# 15 round g2 magizine



## faststang90 (Apr 8, 2013)

I picked up a 15 round magazine from Midwayusa for 17.87 plus shipping . it came with the spacer not sure if its the one I seen on youtube or not just have to wait for it to come in to see if I like it.


----------



## faststang90 (Apr 8, 2013)

*not sure*

not sure if I like it or not.


----------



## berettatoter (Sep 1, 2011)

Who makes it, ProMag? I have had hit or miss luck with ProMag.


----------



## faststang90 (Apr 8, 2013)

yes its a pro mag. I have the 32 round pro mag I unloaded 3 times without any problems. everything is closed because of the hurricane that came in last week so I have not used it.

https://www.midwayusa.com/product/238323/promag-magazine-taurus-pt-111-g2-9mm-luger-steel-blue


----------



## Outlaw (Feb 5, 2017)

Not liking the vertical lines, they don't match the rest of the gun.


----------



## faststang90 (Apr 8, 2013)

yeah it fells funny in my hand with the lines I think if it would have been smooth it would be better. I carry in my front pocket and the extra rounds makes it harder to carry in the pocket so I guess it will just be used at the gun range.


----------



## berettatoter (Sep 1, 2011)

Wonder if it would work in this!

* **Information given**:

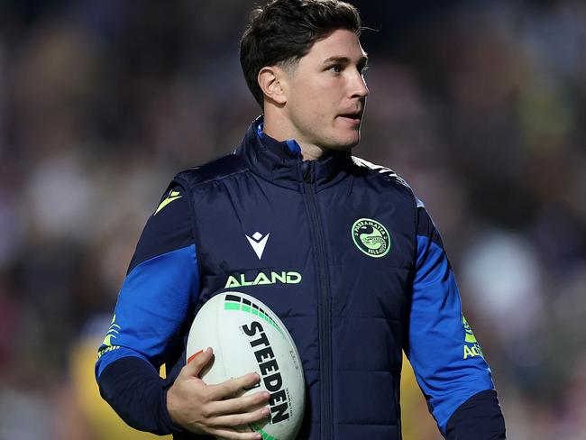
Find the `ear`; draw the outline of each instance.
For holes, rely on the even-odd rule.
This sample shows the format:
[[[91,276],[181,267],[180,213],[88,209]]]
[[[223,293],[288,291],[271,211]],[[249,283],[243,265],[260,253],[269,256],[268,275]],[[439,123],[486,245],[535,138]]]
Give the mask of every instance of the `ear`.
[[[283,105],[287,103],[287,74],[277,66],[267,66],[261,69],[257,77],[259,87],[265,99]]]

--

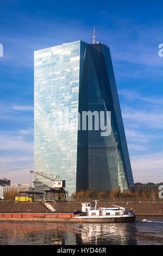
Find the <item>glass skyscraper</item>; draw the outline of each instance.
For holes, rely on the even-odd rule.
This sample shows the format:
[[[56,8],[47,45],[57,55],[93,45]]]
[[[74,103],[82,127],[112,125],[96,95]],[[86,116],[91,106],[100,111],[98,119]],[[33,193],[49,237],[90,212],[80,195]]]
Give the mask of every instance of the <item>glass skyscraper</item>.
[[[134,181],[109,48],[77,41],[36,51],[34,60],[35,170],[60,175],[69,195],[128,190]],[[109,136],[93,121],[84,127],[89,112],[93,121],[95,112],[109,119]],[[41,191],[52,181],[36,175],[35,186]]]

* **Task description**: Reproduce word for word the part of the forum thread about the 15-round magazine, starting with "yes its a pro" and going on through "not used it.".

* **Result for this exercise**:
yes its a pro mag. I have the 32 round pro mag I unloaded 3 times without any problems. everything is closed because of the hurricane that came in last week so I have not used it.